**ОПИСАНИЕ ЗАДАЧИ**
Допишите следующую часть текста о постсоветском пространстве, начиная сразу после его последнего предложения.

Если попытаться осмыслить особенности постсоветского пространства, то первое, о чем следовало бы говорить — о его принципиальной фрагментарности. Действительно, распад СССР привел к рассыпанию социально-топологических формаций, однако последствия этого распада проявляются не столько в изменении геополитической карты, сколько во все еще продолжающейся трансформации социоэкзистенциальных и когнитивных стратегий людей и их жизненных миров. И сегодня постсоветское российское пространство все еще представляет собой расколотую социальную действительность, проявлящуюся в виде множества разнородных фрагментов, часть из которых медленно умирает, утратив взаимосвязи и лишившись обусловленности другими территориями; другие оказались сокрыты наслоениями и осадками, возникшими в процессе разного рода социальных изменений, которые формируют новое ложе для ментальных, дискурсивных и акционистских разверток; третьи — активно включены в поток этих изменений. И, наконец, существуют такие фрагменты, которые сумели жестко экранироваться от социальных трансформаций и законсервировать прежние тематические и нетематизируемые развертки социального habitus’а.
[464]
За всем этим стоит, в первую очередь, эрозия и распад старых конститутивных принципов моральной солидарности, их традиционных институций, однако, продолжающих действовать синхронно с появлением новых институций и принципов.
За годы, прошедшие после этого после «большого взрыва» символических пространств, произошла весьма незначительная, незавершившаяся и потому все еще продолжающаяся седиментация, и, тем самым, «русла» социального восприятия и поступания остаются зыбкими, постоянно порождая социальную дисперсию, требующую не менее постоянного возобновления когерентности. Явные последствия этой ситуации вполне очевидны: делегитимизация, отсутствие доверия к различного рода политическим дискурсам; эрозия и трансформация, часто неудачная, коммуникативных полей, позиций, тел, идентичностей, разрывы социальных трансмиссий; итогом же этого является невозможность моральной солидарности. Иными словами, российское общество предстает как когерентность одновременно и рассыпающаяся, и такая, которую надо еще сформировать. Фактически, речь следует вести не об «обществе», а о своего рода социальных «островах», на которых обитают различные «племена» (например, «ученые», «предприниматели», «государство» и т. п.) с весьма специфическими и непохожими этосами, со своими мифами, символами, обрядами и т. д.
Рассыпание насыщенных интерсивностями советских символических оболочек жизненного мира потребовало новых форм легитимизации экзистенциальных стратегий, которые обладают сильными интенциональными проекциями в сопряженные с этими жизненными мирами социальные пространства; возникла необходимость заполнения появившейся символической бреши новыми символами.
В этом и заключается сложность ситуации, так как взрыв советского социального пространства в первую очередь затронул пространство символическое: советские символизмы девальвировались, лишились дискурсивной артикуляции и соответствующих им социальных практик; прежние, дореволюционные, символизмы, дискурсы и практики оказались недоступны из-за малого культурного капитала и невозможности прямой актуализации этих языков [465] и практик; к западным же символизмам сложилось достаточно настороженное отношение. Но существовать в таких пустотах принципиально невозможно, так как исчезает способность к описанию себя и других, к развертыванию и разметке социальных ландшафтов и маршрутов.

**ИСХОДНЫЕ МАТЕРИАЛЫ**
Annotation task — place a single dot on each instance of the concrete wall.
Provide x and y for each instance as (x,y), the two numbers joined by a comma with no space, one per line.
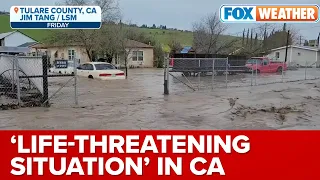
(296,56)
(16,39)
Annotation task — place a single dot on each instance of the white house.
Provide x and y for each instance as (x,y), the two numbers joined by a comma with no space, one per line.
(297,55)
(15,39)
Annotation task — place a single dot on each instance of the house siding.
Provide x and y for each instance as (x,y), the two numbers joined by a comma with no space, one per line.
(15,39)
(147,58)
(296,56)
(62,53)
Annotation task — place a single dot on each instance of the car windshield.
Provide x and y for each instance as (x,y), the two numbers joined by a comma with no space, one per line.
(254,61)
(104,66)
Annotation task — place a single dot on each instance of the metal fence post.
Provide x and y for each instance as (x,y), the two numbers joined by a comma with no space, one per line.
(75,81)
(227,64)
(255,79)
(305,71)
(16,62)
(166,76)
(199,74)
(45,96)
(213,73)
(252,75)
(282,72)
(13,73)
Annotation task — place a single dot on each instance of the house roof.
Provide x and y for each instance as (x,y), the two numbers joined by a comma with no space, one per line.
(6,49)
(28,44)
(186,49)
(129,44)
(3,35)
(298,47)
(136,44)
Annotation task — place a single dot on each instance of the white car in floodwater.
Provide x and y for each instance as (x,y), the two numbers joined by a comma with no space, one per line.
(100,70)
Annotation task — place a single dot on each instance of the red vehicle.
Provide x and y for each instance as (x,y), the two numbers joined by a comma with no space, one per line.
(265,65)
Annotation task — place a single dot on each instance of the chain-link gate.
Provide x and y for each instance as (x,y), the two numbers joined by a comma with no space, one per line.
(185,74)
(26,81)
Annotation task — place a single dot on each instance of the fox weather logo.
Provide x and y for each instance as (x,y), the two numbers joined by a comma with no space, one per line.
(237,13)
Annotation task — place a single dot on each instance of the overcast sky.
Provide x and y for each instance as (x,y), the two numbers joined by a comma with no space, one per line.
(181,13)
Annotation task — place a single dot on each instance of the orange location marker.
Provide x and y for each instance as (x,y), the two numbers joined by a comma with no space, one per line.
(16,9)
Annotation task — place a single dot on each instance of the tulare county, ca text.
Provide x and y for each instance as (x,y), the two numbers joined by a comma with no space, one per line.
(54,14)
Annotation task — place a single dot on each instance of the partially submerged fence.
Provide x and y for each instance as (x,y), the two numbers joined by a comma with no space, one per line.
(25,81)
(209,73)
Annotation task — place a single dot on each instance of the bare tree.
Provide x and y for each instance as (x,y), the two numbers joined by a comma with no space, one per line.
(174,45)
(208,35)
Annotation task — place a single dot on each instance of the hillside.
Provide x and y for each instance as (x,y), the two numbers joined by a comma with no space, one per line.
(163,36)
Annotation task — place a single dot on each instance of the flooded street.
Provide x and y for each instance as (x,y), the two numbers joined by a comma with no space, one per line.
(139,103)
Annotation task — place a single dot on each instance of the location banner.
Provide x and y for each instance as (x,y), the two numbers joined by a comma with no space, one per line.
(55,17)
(80,155)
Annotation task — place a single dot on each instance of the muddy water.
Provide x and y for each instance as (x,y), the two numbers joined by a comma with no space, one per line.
(139,103)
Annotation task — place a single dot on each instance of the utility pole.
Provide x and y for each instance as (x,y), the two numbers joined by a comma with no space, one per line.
(126,56)
(300,41)
(288,36)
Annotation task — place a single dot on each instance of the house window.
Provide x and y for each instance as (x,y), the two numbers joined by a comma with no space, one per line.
(137,56)
(71,54)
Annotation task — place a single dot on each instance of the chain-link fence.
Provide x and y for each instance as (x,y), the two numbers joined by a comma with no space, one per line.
(209,73)
(16,91)
(27,81)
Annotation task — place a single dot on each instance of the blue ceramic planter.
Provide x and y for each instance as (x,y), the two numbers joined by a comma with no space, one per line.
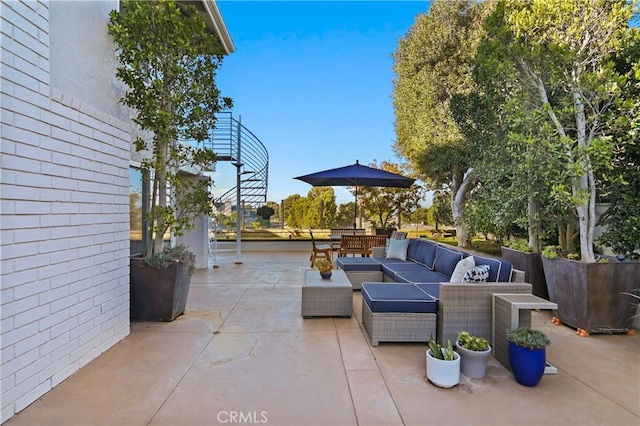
(527,365)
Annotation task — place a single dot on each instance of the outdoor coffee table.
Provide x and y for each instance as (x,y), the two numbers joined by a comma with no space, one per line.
(331,297)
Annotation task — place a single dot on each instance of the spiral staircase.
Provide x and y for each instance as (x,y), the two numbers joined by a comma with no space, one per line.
(233,142)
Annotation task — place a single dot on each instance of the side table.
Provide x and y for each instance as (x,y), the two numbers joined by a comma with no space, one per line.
(332,297)
(511,311)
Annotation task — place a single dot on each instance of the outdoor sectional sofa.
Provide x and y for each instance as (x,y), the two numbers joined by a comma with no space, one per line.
(411,298)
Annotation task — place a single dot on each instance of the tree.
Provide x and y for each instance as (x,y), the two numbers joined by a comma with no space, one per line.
(345,215)
(433,64)
(322,207)
(382,204)
(295,207)
(563,52)
(265,212)
(623,218)
(168,62)
(440,211)
(276,210)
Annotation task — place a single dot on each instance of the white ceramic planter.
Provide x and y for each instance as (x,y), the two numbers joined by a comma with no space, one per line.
(444,374)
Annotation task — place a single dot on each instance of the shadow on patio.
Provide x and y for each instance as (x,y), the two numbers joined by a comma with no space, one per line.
(242,353)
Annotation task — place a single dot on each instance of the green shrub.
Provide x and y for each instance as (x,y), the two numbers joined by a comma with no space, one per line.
(169,255)
(472,343)
(528,338)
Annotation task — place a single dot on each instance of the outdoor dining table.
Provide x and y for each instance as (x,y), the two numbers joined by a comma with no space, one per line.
(360,244)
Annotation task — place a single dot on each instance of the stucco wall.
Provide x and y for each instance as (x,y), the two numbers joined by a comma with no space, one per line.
(64,295)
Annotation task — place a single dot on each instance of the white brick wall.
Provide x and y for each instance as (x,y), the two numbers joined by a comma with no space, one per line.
(64,223)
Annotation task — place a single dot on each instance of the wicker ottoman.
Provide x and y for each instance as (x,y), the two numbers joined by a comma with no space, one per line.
(332,297)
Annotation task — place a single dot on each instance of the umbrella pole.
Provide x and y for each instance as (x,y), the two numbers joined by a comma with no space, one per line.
(355,209)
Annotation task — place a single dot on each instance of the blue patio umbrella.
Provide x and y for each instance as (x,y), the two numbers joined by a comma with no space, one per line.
(357,175)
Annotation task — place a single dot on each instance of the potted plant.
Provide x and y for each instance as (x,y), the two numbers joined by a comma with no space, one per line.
(167,62)
(443,365)
(527,355)
(324,266)
(474,354)
(589,294)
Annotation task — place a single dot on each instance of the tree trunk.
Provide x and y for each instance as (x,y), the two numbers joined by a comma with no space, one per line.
(534,224)
(582,184)
(460,187)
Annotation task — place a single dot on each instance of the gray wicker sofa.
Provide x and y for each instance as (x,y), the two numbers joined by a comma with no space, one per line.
(413,299)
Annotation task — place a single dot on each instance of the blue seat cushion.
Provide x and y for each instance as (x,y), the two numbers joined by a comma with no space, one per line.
(424,276)
(358,264)
(383,297)
(446,260)
(386,260)
(499,269)
(391,268)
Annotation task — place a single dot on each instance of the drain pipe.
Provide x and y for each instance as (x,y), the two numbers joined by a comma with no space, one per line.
(239,212)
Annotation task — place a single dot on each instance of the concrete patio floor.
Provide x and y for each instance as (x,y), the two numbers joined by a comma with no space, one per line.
(243,354)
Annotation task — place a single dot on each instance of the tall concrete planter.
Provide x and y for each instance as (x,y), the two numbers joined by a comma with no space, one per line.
(589,294)
(158,294)
(531,264)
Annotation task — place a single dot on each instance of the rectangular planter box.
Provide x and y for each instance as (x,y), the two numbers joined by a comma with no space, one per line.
(589,294)
(157,294)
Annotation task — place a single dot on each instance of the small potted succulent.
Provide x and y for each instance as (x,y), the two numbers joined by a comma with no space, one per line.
(324,266)
(443,364)
(474,352)
(527,355)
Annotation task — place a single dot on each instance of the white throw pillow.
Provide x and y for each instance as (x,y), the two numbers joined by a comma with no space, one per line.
(463,266)
(478,274)
(397,249)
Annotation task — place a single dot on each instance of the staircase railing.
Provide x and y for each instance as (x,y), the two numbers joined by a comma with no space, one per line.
(233,142)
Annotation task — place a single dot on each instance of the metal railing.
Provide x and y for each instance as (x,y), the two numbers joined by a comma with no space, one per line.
(233,142)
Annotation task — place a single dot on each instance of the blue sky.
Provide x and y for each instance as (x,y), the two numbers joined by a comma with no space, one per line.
(313,81)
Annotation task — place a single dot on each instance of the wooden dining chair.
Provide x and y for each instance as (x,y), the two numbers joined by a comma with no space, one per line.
(319,251)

**ОТВЕТ**
И эти пустоты начали заполняться весьма специфическим образом. С одной стороны, произошла актуализация форм, причем именно форм, православной религиозной жизни при полном отсутствии их наполненности действительным символическим содержанием. С другой стороны, активно проводится сохранение и реанимация форм «советских традиций», также при своего рода «вынесении за скобки» их содержательности. В итоге складывается парадоксальная ситуация: когда символизмов или уже, или еще нет, но формы существуют. Такая странная матричность все же обеспечивает, в первую очередь, ритмизацию личной и социальной жизни, формирует доверительное коммуникативное пространство с широкими горизонтами и выстраивает фигуративные идентификационные очертания, хоть и лишенные своих глубин.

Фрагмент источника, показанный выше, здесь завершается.